### Your goal
Gather every line in the entries below that contains the word "black", copying each line in full. Match case exactly.
>>>
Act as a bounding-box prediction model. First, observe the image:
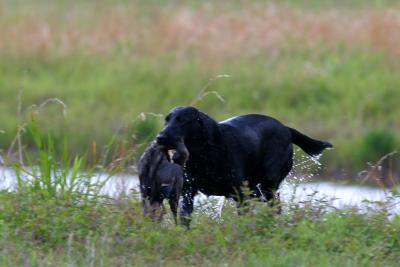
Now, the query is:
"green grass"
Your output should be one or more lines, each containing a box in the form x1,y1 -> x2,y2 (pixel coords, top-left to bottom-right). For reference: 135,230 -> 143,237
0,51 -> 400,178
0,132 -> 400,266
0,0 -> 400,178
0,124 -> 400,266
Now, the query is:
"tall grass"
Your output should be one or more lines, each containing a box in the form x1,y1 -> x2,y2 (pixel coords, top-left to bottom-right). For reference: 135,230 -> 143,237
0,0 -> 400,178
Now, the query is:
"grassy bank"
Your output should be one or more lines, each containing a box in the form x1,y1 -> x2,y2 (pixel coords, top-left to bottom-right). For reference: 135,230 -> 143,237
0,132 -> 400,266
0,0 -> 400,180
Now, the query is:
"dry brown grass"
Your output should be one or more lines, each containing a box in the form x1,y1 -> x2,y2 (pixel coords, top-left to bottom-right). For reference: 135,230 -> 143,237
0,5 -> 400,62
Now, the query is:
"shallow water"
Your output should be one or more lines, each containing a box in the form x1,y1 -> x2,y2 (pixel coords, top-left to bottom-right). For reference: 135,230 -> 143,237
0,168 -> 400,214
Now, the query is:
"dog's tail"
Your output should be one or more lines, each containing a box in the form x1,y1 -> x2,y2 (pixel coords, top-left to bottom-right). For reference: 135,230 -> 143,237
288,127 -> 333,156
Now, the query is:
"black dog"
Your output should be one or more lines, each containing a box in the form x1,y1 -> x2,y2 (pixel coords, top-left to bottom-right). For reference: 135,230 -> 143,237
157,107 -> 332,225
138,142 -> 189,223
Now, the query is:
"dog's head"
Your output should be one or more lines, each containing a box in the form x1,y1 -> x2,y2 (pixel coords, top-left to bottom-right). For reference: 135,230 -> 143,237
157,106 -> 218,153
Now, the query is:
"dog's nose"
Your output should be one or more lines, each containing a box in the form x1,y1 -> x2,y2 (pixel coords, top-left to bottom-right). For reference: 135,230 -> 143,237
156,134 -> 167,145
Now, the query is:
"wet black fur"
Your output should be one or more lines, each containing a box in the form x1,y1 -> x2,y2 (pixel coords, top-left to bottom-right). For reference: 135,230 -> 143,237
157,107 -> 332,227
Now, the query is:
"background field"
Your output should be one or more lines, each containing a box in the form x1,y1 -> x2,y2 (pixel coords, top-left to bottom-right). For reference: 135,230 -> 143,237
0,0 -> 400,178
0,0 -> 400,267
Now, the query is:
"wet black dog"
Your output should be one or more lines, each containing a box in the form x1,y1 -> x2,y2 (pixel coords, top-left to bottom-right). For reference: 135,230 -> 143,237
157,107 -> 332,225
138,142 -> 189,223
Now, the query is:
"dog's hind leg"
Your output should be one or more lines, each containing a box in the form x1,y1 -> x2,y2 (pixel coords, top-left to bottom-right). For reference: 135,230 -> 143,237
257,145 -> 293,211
<<<
>>>
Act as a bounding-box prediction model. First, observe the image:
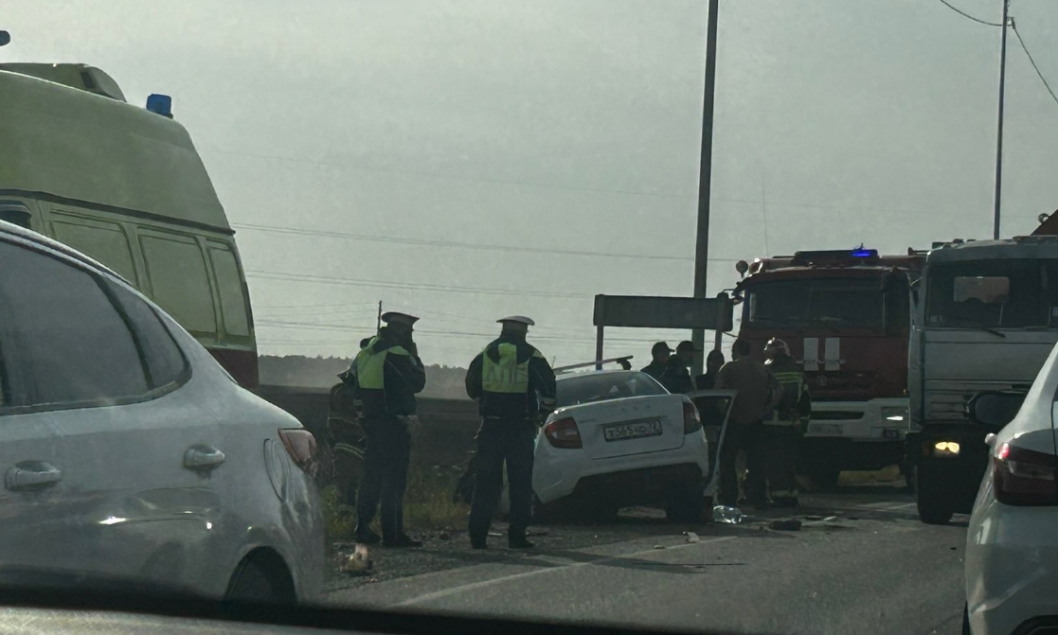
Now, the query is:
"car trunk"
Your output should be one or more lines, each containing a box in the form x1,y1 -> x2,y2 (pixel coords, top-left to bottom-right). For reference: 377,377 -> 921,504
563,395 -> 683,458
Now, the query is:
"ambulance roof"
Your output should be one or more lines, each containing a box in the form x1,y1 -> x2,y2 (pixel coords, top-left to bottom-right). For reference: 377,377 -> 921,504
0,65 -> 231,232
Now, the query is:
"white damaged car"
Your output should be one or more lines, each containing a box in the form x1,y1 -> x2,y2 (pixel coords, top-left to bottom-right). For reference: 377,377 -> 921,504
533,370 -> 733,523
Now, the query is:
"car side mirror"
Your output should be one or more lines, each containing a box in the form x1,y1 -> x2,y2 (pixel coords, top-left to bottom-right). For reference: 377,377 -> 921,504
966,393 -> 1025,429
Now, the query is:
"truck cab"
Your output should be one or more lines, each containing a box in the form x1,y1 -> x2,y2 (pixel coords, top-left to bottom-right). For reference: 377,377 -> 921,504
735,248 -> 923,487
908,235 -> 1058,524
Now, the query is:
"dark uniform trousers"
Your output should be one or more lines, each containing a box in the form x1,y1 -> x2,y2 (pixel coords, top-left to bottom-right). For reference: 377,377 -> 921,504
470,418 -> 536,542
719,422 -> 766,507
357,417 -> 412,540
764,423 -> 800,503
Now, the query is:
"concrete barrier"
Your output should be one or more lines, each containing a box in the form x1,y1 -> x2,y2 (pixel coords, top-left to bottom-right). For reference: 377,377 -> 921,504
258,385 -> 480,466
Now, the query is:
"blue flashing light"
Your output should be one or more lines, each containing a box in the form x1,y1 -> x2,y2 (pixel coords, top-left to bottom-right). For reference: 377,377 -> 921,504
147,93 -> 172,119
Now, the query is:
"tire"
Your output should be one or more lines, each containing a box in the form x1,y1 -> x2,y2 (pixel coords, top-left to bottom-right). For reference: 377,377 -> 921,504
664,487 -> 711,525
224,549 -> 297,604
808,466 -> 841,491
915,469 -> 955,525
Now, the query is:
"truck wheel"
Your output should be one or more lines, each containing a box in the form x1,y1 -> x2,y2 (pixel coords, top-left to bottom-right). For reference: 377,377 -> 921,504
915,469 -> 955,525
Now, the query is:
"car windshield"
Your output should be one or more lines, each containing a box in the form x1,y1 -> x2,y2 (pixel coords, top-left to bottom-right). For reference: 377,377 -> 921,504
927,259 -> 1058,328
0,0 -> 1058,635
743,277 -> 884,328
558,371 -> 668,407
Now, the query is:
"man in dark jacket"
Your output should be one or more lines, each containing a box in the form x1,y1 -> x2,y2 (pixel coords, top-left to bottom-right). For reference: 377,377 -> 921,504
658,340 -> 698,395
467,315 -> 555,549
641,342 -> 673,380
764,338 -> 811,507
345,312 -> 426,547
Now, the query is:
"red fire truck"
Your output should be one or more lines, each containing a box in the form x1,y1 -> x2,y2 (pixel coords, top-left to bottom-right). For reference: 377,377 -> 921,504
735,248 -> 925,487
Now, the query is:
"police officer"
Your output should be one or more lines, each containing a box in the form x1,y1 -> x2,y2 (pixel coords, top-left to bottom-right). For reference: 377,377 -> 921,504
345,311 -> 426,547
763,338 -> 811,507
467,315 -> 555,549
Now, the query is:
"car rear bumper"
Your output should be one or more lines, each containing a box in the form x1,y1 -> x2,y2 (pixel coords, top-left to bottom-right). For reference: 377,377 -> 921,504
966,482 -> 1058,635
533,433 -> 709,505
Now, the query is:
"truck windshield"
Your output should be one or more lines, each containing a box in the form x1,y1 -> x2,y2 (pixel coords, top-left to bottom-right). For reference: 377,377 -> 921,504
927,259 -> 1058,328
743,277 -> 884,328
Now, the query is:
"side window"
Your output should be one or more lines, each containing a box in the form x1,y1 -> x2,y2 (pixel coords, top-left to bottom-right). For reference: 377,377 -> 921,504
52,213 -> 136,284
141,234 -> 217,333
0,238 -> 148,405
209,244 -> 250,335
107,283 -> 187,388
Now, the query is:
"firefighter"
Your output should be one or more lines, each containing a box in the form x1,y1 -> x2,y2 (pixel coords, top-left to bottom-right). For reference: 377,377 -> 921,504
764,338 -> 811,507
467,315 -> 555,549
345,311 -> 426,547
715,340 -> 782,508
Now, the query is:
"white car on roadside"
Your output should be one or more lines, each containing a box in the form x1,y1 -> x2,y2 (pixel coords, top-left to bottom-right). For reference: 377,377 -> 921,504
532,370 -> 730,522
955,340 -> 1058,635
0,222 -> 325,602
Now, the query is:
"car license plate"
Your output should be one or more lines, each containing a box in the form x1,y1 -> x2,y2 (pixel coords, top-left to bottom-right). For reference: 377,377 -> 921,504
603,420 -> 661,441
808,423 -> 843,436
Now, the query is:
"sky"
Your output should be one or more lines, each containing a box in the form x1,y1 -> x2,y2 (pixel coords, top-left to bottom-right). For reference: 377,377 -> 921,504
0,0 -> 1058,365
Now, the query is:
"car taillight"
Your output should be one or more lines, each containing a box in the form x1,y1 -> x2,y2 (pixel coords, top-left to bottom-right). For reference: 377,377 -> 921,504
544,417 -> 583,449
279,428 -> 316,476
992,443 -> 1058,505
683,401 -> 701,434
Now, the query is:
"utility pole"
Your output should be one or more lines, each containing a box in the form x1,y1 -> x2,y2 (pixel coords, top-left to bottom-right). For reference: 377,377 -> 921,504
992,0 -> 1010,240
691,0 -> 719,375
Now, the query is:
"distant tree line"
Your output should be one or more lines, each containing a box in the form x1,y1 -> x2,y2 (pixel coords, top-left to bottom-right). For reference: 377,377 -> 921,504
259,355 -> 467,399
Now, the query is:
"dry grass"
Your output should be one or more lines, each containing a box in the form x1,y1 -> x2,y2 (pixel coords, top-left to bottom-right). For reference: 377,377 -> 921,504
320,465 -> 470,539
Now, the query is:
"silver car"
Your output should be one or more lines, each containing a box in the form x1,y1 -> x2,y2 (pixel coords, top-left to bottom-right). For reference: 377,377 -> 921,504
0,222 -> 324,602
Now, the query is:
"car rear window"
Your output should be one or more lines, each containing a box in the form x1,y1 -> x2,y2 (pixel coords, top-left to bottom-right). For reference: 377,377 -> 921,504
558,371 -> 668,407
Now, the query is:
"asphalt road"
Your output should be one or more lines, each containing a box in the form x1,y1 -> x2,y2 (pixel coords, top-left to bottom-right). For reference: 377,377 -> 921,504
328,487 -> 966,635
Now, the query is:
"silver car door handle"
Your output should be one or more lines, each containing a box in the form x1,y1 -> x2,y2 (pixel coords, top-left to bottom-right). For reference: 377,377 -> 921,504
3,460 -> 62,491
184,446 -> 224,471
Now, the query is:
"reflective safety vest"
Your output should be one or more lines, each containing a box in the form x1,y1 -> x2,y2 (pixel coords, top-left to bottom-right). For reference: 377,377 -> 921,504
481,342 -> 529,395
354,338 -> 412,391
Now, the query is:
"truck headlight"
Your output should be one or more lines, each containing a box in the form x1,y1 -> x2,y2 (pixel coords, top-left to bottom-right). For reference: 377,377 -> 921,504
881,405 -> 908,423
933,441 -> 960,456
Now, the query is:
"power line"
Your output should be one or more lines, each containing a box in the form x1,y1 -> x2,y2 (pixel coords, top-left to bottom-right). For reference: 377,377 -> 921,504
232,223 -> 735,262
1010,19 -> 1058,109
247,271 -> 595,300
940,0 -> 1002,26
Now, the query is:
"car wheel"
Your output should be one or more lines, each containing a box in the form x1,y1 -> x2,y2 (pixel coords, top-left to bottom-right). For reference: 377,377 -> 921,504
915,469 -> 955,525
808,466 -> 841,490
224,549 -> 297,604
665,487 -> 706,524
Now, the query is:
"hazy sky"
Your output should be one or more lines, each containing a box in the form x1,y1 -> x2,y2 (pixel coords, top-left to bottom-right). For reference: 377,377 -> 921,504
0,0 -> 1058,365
<<<
>>>
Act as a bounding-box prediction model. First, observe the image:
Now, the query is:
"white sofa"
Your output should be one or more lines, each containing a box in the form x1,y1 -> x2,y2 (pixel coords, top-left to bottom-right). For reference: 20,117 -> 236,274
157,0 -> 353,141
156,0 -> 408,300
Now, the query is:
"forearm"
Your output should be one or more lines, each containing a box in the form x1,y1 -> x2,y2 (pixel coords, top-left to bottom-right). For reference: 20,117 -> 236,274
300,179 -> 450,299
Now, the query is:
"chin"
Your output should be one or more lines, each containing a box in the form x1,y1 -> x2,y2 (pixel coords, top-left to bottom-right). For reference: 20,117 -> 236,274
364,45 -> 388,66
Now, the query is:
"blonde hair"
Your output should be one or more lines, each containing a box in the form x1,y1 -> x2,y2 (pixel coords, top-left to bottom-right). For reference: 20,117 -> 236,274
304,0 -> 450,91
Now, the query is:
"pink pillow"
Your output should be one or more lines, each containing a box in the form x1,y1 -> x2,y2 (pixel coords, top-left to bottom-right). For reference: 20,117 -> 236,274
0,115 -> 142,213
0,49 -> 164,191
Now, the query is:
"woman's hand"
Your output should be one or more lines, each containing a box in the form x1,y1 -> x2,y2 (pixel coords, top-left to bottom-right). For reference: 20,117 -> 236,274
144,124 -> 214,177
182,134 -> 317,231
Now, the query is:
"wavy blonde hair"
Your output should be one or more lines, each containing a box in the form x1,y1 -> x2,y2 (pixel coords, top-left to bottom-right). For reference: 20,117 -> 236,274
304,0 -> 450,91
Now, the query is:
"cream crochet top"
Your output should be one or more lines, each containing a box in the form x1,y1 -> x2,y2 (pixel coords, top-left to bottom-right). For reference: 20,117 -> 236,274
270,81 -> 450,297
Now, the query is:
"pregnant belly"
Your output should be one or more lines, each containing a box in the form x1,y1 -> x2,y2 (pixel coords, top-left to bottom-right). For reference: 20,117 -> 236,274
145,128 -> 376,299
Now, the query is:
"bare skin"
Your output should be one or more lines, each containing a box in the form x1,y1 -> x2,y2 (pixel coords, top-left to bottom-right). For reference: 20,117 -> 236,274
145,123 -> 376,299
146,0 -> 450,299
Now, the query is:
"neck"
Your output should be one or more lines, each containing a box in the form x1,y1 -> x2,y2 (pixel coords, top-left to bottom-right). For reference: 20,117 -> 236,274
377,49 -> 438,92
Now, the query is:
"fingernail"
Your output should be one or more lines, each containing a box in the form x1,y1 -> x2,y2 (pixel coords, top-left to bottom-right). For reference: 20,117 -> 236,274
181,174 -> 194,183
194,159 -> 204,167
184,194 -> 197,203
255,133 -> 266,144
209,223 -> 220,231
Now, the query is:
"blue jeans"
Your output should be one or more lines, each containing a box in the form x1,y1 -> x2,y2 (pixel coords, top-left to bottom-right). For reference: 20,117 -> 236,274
<<<
### Expected output
"black dog"
"wet black fur"
"wet black dog"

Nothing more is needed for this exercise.